Show that the (conditional) probability of a triple occupancy of some cells equals $1/4$.

combinatoricspermutationsprobability

Seven balls are distributed randomly in seven cells. If exactly two cells are empty, show that the (conditional) probability of a triple occupancy of some cells equals $1/4$.

Let $H$ be the event that exactly two cells are empty. Let $A$ be the event that there is a triple occupancy.

I need to compute $P(A|H)$.

2 cells are empty, so a triple occupancy must occur in the remaining 5 cells. Thus, there are five ways to do it. Once the place for a triple occupancy is chosen, the rest 4 cells must contain 1 ball per each.

the number of ways to distribute 7 balls into 5 cells without any cell being empty is ${6 \choose 4}$.

Therefore, my answer is that $P(A|H) = 1/3$, and this is wrong. Can you point out where my logic is wrong?

Best Answer

The problem is that you haven't considered the order of the balls. It's true that there are $5$ patterns (i.e. just counting how many balls are in each cell) with a triple and $10$ patterns without a triple, but each of the patterns with a triple occurs in $\binom 73\times 4!$ ways, since there are this many options for which three balls go in the triple and order the rest. Similarly each pattern without a triple occurs in $\binom 72\times \binom 52\times 3!$ ways.

If we distribute each ball at random, it is the ways with balls labelled which are equally likely, not the patterns.

Questions on the material =>
1: Answer these questions about the post on balls in cells, using only what it states:
(a) How many balls and how many cells does the problem use?
(b) What value did the asker get for $P(A|H)$?
(c) According to the best answer, how many patterns have no triple?
2: Repeat the part of the post on balls in cells starting with "combinatoricspermutationsprobability" and going on through "a triple occupancy.", word for word.

Input data =>

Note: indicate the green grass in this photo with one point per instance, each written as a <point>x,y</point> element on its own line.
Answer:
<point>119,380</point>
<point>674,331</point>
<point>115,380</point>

Answers to the exercises =>
1:
(a) Seven balls and seven cells.
(b) $1/3$.
(c) $10$.

2:
combinatoricspermutationsprobability

Seven balls are distributed randomly in seven cells. If exactly two cells are empty, show that the (conditional) probability of a triple occupancy of some cells equals $1/4$.

Let $H$ be the event that exactly two cells are empty. Let $A$ be the event that there is a triple occupancy.